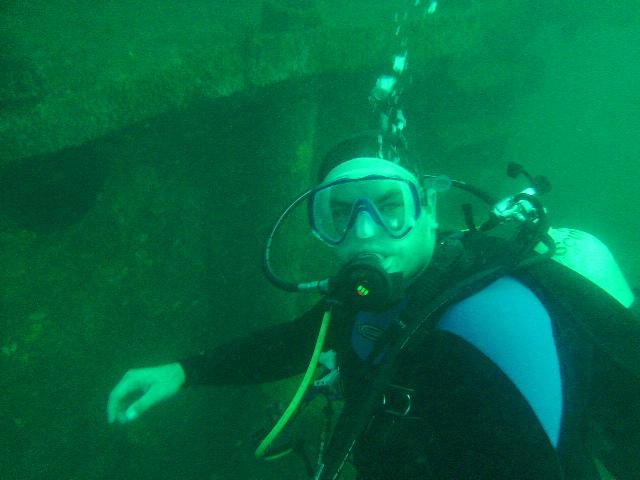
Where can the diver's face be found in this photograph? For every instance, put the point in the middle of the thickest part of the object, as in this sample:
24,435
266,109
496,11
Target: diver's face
384,212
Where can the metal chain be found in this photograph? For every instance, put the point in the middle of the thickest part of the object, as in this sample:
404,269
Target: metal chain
385,96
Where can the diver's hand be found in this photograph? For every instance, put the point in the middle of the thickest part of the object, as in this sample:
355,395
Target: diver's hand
141,388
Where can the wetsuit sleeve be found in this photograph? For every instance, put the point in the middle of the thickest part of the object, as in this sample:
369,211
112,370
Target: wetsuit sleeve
267,355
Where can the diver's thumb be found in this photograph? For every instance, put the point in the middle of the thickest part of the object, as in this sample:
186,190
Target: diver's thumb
140,406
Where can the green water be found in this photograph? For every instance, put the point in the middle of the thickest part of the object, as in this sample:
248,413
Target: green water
141,245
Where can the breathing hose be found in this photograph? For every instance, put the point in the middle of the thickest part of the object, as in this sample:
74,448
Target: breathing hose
294,405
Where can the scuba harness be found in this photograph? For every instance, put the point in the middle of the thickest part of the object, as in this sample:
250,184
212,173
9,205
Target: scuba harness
363,284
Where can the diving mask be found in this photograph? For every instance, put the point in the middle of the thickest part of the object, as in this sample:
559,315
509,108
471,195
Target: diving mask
391,202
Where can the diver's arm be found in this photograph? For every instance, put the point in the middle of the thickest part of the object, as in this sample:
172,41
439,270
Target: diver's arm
270,354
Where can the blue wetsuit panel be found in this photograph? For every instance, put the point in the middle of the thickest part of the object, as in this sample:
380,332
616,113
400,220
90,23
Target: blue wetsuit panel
508,324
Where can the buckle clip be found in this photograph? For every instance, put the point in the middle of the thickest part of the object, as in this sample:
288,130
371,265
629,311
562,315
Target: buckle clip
398,401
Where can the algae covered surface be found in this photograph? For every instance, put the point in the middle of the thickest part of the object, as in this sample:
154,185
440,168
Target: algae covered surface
148,146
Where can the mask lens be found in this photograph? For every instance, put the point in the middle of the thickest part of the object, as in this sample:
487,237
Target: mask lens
391,202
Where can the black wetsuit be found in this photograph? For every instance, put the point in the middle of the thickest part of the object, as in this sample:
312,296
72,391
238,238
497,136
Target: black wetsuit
478,411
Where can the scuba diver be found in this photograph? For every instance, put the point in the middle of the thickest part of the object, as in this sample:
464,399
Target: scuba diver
458,355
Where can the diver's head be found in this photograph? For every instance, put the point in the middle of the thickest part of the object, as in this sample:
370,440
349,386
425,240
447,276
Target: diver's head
368,203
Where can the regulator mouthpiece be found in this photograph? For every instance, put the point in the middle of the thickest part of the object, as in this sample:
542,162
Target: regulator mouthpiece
364,284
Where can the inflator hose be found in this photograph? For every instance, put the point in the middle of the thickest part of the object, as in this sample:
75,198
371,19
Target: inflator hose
299,395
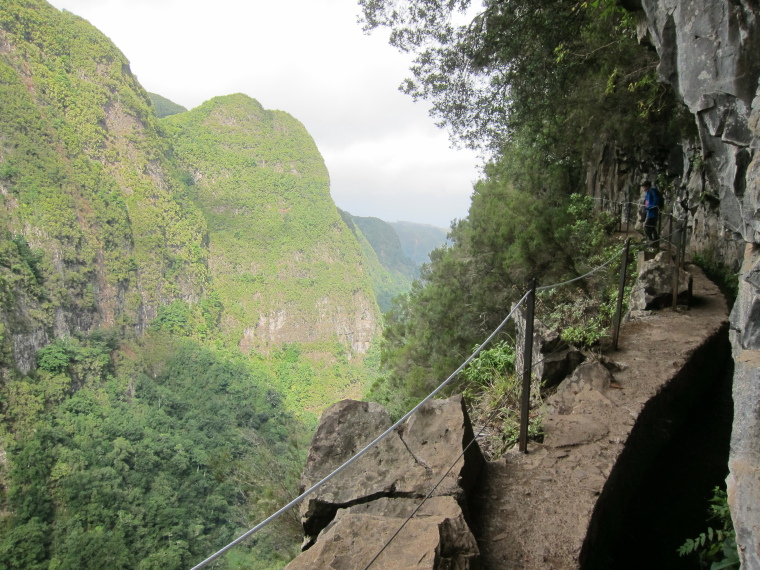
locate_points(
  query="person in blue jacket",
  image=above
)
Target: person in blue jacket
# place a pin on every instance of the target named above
(652, 206)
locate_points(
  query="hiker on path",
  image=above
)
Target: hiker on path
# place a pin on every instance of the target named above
(652, 206)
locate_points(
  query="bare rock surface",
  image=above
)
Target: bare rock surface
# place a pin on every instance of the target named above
(553, 358)
(542, 509)
(654, 286)
(437, 537)
(367, 501)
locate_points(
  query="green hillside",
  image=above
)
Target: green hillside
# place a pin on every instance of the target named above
(390, 272)
(418, 240)
(86, 182)
(164, 107)
(171, 318)
(286, 267)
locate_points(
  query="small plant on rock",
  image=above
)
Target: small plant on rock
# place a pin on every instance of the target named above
(715, 547)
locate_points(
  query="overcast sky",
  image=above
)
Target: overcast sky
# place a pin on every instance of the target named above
(309, 58)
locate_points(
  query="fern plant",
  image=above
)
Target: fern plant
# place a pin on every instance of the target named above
(716, 547)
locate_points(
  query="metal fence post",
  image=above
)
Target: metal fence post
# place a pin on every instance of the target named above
(621, 291)
(527, 367)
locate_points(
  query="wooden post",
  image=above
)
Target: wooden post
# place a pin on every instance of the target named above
(676, 268)
(621, 291)
(527, 368)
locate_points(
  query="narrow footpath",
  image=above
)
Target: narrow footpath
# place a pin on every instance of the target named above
(561, 505)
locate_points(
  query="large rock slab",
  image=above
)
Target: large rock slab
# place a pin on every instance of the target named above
(553, 358)
(654, 287)
(437, 537)
(411, 462)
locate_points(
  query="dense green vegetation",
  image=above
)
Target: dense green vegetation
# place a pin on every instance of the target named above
(164, 107)
(390, 272)
(252, 164)
(86, 178)
(135, 432)
(418, 240)
(151, 456)
(542, 85)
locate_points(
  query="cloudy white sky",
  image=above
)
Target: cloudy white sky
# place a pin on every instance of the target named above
(309, 58)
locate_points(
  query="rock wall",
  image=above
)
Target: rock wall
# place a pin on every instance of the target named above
(709, 54)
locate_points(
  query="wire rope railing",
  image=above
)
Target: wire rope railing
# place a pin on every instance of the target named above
(623, 251)
(363, 451)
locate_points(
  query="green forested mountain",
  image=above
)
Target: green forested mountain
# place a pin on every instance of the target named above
(391, 272)
(87, 182)
(278, 246)
(418, 240)
(164, 107)
(155, 279)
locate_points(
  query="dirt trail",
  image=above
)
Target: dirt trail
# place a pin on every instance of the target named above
(535, 511)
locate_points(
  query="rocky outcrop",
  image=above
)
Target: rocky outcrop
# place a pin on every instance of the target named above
(369, 500)
(552, 360)
(436, 537)
(564, 503)
(654, 286)
(708, 52)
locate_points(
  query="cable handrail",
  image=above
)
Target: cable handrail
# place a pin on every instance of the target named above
(392, 428)
(360, 453)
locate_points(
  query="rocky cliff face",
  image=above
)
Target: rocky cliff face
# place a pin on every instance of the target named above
(709, 54)
(89, 200)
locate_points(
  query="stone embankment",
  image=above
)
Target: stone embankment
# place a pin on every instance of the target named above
(561, 505)
(558, 506)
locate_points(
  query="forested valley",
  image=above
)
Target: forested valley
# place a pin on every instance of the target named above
(180, 298)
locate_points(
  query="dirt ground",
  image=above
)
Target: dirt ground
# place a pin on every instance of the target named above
(532, 511)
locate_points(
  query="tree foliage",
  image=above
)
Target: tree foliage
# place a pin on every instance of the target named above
(147, 458)
(558, 68)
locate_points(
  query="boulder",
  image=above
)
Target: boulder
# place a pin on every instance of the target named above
(590, 376)
(408, 463)
(654, 287)
(553, 358)
(437, 537)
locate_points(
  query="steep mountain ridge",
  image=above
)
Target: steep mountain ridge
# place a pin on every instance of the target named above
(86, 180)
(286, 266)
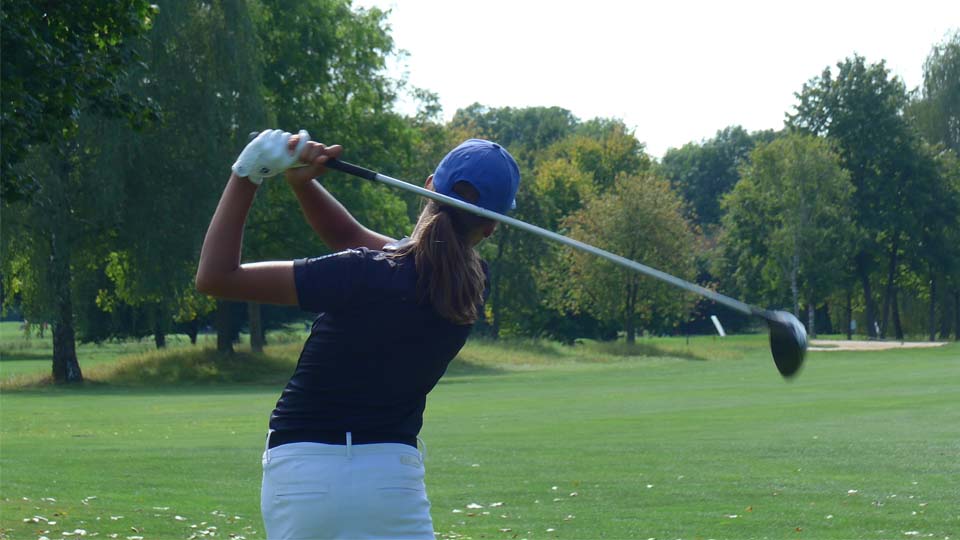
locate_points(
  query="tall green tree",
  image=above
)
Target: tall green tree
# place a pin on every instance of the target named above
(60, 60)
(640, 218)
(514, 303)
(861, 110)
(936, 113)
(61, 65)
(703, 173)
(786, 228)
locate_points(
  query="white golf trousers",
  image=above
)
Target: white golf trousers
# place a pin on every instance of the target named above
(314, 491)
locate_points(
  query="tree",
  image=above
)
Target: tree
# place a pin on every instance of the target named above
(703, 173)
(936, 113)
(59, 60)
(861, 110)
(640, 218)
(61, 65)
(514, 302)
(786, 225)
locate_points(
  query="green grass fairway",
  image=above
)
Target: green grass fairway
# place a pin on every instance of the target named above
(664, 440)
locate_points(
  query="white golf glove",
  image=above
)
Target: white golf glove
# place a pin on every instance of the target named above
(267, 155)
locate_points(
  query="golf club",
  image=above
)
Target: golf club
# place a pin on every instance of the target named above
(788, 338)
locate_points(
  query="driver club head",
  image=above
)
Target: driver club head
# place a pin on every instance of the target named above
(788, 342)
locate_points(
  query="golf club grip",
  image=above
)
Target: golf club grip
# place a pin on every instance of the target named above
(350, 168)
(732, 303)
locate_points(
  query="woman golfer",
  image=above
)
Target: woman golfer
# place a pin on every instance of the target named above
(342, 458)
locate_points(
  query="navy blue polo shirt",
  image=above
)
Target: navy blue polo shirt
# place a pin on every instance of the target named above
(373, 353)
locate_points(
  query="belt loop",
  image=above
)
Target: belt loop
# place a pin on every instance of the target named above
(422, 446)
(266, 450)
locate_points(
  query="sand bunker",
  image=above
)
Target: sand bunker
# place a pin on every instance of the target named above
(844, 345)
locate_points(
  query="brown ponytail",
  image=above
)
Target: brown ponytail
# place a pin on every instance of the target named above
(451, 277)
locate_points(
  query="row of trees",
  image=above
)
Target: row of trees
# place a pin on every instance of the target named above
(113, 163)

##############################

◆ Aim of the task ◆
Gather each line of the listing that holds the string "narrow".

◆ Exercise result ◆
  query="narrow footpath",
Target: narrow footpath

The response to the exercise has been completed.